# What is required
Restate word for word the entries below, starting with the line with "Would you mind tagging the green foliage" and continuing through the line with "Would you mind tagging the interior". Include both of those lines and no others.

# Exercise materials
»»
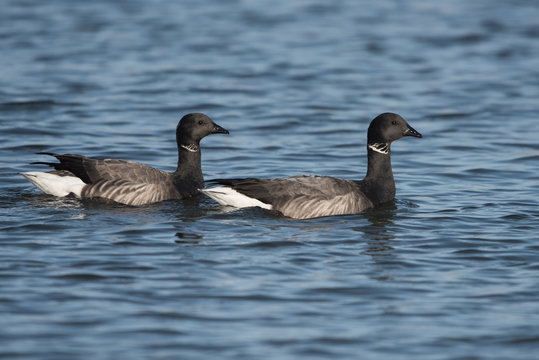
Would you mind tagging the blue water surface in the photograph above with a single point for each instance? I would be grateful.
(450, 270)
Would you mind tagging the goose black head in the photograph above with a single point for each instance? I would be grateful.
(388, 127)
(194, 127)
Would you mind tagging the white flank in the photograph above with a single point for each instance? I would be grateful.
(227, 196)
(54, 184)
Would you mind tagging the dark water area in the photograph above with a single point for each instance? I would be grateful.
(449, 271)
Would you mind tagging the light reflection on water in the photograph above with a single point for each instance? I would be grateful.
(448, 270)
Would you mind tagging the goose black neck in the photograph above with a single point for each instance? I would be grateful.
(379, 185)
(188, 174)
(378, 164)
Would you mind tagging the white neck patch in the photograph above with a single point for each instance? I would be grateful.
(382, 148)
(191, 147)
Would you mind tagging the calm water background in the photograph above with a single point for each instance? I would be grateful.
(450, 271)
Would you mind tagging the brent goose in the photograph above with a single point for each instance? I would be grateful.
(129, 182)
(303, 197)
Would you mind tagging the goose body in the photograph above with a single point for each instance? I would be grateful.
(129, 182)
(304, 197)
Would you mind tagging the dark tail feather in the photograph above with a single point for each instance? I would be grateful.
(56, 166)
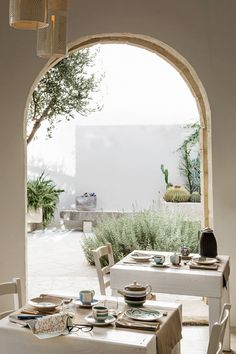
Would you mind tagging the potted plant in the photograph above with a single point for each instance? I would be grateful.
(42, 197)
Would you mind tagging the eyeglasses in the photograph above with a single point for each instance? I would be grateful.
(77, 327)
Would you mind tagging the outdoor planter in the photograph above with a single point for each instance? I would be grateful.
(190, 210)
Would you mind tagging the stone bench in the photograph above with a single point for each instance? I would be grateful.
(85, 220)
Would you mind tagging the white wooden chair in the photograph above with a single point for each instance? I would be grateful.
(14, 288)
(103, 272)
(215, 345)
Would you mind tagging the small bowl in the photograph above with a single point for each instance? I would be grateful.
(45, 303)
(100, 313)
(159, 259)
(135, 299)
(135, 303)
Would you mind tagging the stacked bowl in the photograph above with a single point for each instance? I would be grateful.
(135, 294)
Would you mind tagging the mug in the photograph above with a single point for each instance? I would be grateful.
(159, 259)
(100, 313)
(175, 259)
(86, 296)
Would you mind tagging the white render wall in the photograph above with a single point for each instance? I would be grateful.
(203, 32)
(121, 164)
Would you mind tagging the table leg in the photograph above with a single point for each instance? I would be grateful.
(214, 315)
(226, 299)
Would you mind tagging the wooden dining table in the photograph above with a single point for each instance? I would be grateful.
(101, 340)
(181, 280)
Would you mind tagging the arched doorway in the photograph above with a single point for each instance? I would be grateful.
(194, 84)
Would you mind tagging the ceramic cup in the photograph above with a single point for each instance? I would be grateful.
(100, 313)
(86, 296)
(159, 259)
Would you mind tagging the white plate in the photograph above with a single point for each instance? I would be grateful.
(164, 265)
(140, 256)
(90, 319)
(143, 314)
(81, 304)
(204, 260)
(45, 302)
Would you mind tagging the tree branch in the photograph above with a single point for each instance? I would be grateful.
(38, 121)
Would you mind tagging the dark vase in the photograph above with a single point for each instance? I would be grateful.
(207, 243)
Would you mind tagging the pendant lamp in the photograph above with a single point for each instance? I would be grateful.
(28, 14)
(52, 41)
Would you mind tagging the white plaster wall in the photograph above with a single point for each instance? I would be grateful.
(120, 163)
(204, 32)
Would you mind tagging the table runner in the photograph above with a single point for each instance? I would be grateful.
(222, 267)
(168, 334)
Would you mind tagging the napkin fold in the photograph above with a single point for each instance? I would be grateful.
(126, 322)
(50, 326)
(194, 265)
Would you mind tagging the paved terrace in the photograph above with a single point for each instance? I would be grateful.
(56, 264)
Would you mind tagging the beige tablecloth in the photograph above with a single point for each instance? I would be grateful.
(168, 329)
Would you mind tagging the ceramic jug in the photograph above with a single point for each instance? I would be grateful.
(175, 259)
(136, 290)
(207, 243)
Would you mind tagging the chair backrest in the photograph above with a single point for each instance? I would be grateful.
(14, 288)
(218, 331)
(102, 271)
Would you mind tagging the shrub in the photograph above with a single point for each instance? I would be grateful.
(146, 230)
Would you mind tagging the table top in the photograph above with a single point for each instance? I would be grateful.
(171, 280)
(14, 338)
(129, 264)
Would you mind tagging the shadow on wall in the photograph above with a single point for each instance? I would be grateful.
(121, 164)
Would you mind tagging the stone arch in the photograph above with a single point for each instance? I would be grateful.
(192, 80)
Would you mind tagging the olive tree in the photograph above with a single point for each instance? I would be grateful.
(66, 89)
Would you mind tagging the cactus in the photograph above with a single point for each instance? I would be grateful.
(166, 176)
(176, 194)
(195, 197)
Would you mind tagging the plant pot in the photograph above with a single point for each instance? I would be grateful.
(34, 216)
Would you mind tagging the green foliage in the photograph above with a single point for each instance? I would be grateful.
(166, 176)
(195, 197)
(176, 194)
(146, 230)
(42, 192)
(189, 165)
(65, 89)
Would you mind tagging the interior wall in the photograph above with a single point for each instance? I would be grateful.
««
»»
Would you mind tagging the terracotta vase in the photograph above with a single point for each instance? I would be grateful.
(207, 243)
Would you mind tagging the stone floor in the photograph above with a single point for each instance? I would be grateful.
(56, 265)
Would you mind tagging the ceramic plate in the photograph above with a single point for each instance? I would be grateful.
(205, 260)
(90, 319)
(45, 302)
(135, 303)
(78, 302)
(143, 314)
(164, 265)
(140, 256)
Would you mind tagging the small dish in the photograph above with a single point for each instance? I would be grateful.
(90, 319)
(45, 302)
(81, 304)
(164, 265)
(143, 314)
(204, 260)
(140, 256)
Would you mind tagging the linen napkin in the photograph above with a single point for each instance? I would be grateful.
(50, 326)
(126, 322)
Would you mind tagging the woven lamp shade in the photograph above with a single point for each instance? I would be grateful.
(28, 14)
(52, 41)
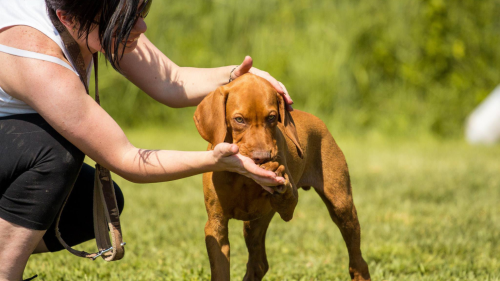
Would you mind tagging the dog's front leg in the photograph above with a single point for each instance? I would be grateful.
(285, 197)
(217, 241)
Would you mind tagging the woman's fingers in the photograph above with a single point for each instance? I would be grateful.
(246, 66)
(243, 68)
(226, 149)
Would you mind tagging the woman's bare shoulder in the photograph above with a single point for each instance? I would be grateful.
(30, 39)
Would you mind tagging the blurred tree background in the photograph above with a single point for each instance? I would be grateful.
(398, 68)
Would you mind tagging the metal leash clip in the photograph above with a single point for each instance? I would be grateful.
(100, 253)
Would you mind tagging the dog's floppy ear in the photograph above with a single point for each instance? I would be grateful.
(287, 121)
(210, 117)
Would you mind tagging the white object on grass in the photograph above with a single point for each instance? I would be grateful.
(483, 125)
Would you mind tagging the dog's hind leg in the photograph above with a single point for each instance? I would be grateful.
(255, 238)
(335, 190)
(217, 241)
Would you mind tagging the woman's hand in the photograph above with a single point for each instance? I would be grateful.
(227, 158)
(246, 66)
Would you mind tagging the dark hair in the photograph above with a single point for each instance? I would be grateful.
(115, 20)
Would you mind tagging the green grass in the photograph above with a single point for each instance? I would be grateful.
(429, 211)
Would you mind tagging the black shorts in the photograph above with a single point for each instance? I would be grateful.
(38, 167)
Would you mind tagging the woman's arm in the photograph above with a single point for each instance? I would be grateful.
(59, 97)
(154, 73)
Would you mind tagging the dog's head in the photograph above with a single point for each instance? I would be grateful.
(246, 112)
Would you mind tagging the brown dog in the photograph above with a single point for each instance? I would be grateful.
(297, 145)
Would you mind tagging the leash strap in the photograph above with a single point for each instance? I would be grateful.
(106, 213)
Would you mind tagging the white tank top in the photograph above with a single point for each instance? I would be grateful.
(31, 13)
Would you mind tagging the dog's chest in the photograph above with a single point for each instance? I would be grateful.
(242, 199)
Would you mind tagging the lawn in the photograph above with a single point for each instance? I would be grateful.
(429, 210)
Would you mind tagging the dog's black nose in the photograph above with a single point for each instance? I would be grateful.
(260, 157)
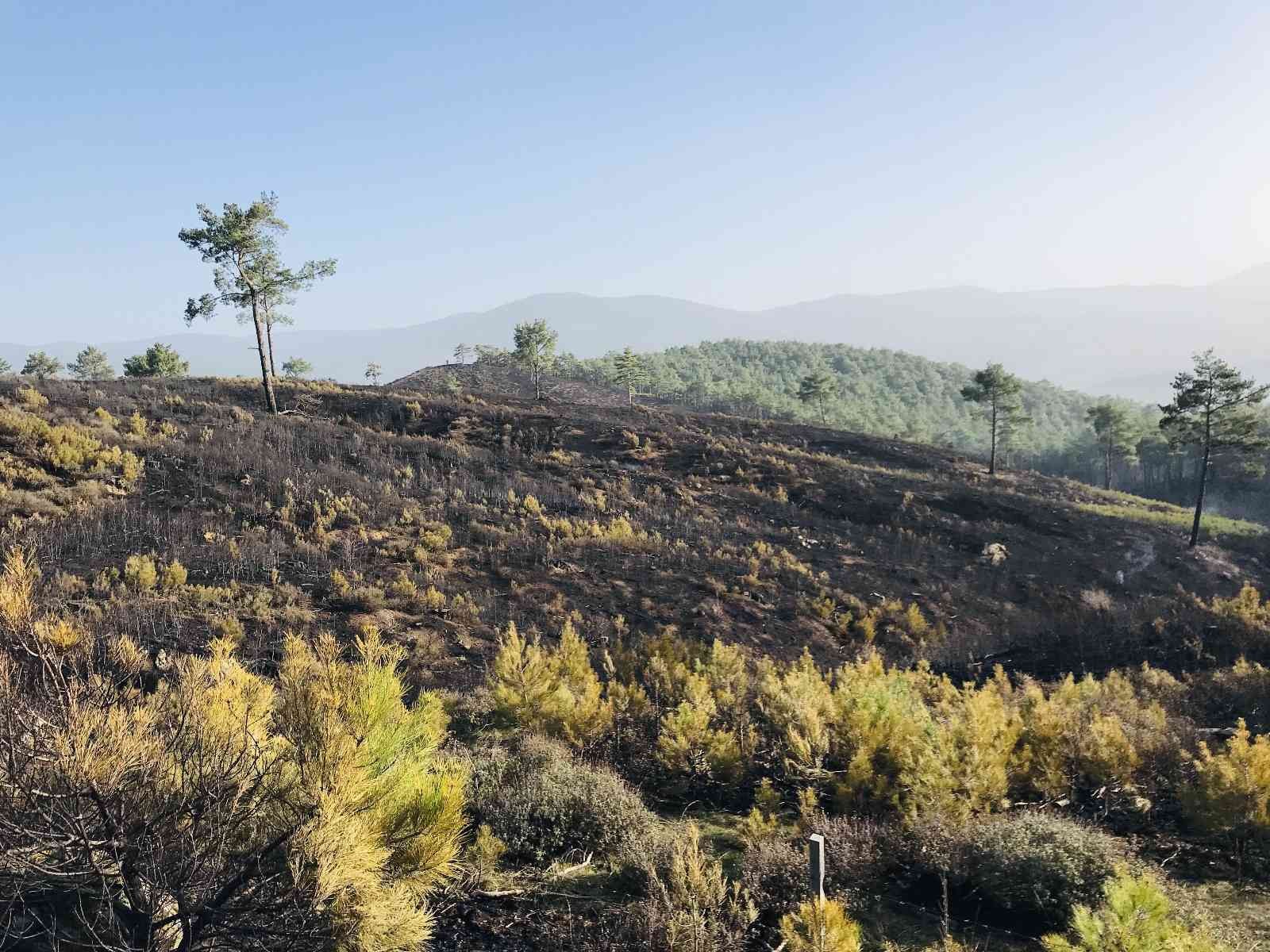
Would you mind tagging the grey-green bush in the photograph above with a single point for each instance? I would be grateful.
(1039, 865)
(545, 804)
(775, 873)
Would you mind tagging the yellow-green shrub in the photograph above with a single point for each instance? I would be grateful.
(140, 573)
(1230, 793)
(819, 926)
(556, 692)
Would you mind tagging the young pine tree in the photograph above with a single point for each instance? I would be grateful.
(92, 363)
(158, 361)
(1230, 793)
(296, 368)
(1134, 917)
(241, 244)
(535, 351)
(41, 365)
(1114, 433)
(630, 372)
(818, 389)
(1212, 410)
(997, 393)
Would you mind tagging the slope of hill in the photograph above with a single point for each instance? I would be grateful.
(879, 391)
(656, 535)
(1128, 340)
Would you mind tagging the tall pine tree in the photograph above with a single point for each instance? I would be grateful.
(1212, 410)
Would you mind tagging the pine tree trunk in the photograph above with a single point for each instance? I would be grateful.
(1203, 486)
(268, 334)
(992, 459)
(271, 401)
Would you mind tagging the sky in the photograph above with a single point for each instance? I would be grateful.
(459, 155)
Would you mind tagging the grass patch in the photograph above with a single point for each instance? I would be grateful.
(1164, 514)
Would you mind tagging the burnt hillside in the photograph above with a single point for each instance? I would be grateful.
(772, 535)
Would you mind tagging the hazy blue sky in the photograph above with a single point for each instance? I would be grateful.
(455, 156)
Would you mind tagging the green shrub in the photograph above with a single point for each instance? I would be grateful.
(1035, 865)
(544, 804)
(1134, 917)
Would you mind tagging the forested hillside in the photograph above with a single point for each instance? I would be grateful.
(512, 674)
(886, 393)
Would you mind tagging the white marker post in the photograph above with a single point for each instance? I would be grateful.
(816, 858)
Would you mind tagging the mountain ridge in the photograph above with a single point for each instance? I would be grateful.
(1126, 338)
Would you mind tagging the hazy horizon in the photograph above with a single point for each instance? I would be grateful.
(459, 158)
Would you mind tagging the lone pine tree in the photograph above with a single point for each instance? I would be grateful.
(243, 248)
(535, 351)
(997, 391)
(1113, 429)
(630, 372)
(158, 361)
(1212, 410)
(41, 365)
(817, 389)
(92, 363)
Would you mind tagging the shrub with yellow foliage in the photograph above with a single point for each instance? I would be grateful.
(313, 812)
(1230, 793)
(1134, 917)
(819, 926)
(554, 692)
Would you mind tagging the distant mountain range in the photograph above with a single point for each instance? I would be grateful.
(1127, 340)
««
»»
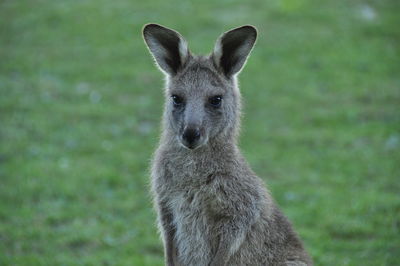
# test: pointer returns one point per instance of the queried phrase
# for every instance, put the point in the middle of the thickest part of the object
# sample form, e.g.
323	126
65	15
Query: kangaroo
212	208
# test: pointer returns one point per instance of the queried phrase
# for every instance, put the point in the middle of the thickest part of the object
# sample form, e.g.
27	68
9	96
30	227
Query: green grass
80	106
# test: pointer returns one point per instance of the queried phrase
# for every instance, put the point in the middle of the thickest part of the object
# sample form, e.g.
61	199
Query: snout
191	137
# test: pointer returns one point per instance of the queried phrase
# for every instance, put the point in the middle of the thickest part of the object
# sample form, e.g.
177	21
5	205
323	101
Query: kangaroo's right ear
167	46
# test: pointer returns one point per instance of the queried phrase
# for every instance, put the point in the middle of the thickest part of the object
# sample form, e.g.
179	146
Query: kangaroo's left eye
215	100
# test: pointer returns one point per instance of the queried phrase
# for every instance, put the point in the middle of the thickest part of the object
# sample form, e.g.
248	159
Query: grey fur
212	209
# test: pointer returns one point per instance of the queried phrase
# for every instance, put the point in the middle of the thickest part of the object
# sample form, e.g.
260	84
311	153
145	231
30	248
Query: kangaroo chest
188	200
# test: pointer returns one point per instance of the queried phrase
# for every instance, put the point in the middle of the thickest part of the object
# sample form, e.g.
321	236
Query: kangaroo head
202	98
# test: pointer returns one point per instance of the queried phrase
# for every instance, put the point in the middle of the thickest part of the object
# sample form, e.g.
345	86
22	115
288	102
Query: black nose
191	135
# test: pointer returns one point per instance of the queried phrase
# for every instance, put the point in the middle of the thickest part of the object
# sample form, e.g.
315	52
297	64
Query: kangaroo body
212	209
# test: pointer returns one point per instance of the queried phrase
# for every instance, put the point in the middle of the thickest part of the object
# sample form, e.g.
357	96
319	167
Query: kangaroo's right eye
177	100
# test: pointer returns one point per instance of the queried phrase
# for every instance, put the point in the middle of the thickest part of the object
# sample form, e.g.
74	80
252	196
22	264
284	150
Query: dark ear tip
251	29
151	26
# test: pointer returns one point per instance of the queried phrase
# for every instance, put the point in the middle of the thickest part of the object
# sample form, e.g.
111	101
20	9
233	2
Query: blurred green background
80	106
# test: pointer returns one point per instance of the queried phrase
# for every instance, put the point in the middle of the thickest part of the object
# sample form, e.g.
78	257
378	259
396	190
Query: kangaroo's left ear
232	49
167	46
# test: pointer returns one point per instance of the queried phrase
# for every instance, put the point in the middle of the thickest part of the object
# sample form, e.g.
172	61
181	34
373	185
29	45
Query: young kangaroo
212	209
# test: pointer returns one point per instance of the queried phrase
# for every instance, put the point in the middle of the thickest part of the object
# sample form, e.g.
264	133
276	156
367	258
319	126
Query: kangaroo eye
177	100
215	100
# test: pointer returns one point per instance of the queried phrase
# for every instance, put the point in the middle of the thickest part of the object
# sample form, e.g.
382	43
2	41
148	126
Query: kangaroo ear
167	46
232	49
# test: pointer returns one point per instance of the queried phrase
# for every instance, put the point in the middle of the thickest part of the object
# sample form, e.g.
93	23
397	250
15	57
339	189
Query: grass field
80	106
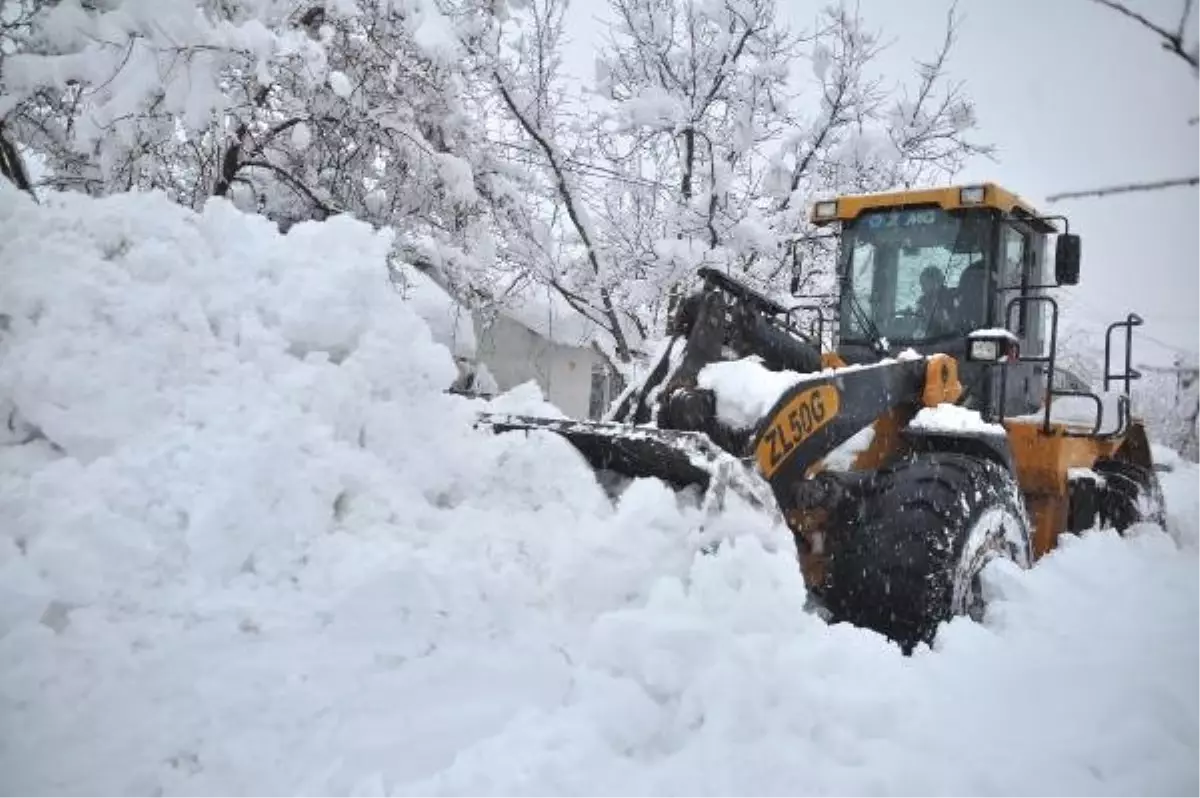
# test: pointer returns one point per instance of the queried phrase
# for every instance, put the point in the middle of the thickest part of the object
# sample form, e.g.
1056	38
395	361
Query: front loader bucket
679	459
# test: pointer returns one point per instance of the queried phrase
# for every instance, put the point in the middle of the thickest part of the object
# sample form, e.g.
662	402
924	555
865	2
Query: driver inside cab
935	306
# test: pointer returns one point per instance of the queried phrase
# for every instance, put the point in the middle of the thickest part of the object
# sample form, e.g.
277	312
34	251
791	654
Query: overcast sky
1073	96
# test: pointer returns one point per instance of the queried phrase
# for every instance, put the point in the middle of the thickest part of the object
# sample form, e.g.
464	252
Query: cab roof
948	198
««
# Task result
Would you mind tagging the green foliage in the photograph above with a single point for each instance? I would be grateful.
(166, 176)
(195, 197)
(176, 194)
(146, 230)
(42, 192)
(189, 165)
(65, 89)
Would you mind tagging the interior wall in the photograph above with a single point for each instance? I would be grateful.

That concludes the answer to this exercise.